* STORED DATA

○ ○ ○ ○ ○

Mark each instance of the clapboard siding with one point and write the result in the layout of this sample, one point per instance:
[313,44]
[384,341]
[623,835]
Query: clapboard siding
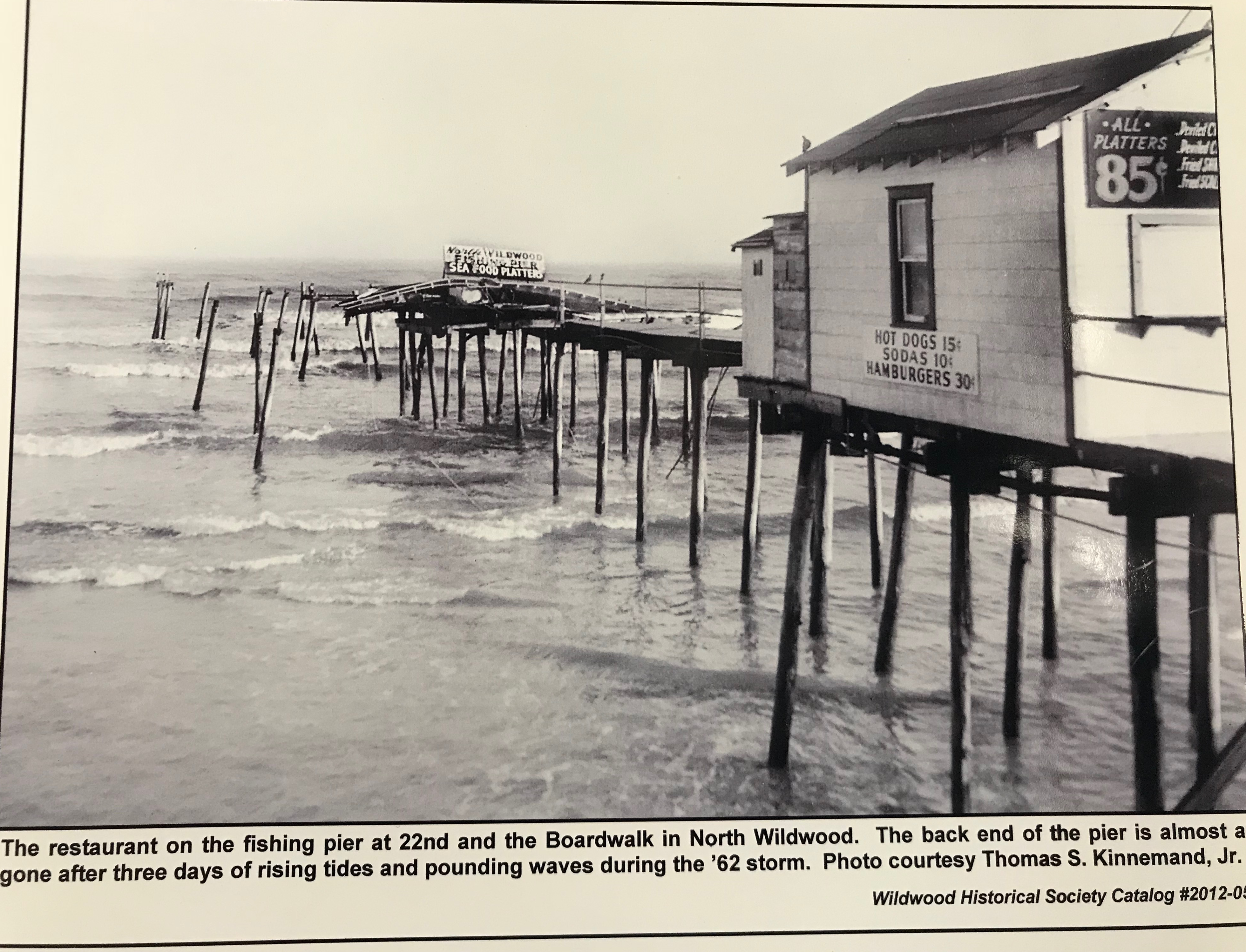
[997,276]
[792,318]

○ ○ ○ ○ ○

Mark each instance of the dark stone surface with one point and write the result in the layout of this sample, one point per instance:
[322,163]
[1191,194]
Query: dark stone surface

○ ○ ○ ○ ○

* WHAT THE TASK ASKS
Can you give back the lines starting with the one containing "Mark each instance of the dark" and going on through the one containing "Query: dark stone surface", substituting "slate" for "stone" and leaving everything else unchanged?

* REPLY
Mark each instance of the dark slate surface with one point and write the result in the layout of this sample, one point per instance:
[322,163]
[1191,194]
Query: dark slate surface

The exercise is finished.